## BEGIN Record set

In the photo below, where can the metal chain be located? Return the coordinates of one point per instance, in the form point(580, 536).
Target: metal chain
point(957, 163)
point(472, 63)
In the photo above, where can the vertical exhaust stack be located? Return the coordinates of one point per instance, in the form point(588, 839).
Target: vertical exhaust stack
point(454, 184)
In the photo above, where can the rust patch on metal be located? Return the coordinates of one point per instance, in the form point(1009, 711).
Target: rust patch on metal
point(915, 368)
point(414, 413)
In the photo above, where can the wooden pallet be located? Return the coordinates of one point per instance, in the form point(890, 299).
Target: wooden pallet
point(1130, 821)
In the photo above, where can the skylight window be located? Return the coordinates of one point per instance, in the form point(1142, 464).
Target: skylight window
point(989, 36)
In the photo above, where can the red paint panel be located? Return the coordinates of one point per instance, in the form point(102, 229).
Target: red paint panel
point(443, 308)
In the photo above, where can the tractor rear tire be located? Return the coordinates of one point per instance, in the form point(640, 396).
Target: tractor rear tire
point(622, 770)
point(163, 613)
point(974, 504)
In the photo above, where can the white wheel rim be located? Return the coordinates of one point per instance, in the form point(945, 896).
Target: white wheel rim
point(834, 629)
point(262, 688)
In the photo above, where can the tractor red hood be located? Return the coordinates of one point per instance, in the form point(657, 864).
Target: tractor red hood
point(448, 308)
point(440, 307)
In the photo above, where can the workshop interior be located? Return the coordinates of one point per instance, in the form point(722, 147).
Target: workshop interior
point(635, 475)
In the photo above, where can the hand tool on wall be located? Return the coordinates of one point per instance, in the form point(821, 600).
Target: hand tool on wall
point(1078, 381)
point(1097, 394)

## END Record set

* Brief: Reproduce the material above, swapping every "metal chain" for "steel chain" and keeping everything else unchanged.

* Solution to this problem:
In the photo below, where can the steel chain be located? Return the coordinates of one point per instance, in the form point(580, 536).
Target: steel chain
point(957, 163)
point(472, 63)
In the photo above, where can the vertical exhaust stack be located? Return the coordinates of one point per instance, in the form point(588, 839).
Target: vertical exhaust stack
point(454, 184)
In the photo above, where can the rust patch on metal be located? Return the coordinates of one point per instance, in the form point(1009, 711).
Target: rust patch on metal
point(915, 368)
point(414, 413)
In the photo above, where can the wooden pallet be located? Return the coordinates of one point per instance, in the form point(890, 299).
Target: wooden pallet
point(1130, 821)
In the photo above, where can the skylight window be located? Return the coordinates of one point per instance, in the form point(1142, 464).
Target: skylight window
point(989, 36)
In the photo above, where can the red paint panel be located? Return the coordinates of one point per instance, in the form point(102, 229).
Target: red paint panel
point(443, 308)
In the photo above, where can the tractor rear tire be located? Return the coordinates of one point per instance, in the form point(640, 396).
Target: tractor rear tire
point(622, 770)
point(163, 613)
point(974, 504)
In the photo above, where can the white wheel rim be located? Return the coordinates of one point per instance, in the form point(945, 896).
Target: white wheel rim
point(834, 629)
point(262, 688)
In the photo above, where can the tractor red hood be located? Return the coordinates of one point per instance, in the form point(657, 864).
Target: tractor red hood
point(448, 308)
point(440, 307)
In the photo above, where can the workshop interior be located? Return the coordinates of one point per instance, in the form point(722, 147).
Target: workshop interior
point(635, 475)
In the photo above, where can the hand tool on wall be located? Return the coordinates of one point per instance, in the form point(821, 600).
Target: hand tool on wall
point(1078, 381)
point(1097, 394)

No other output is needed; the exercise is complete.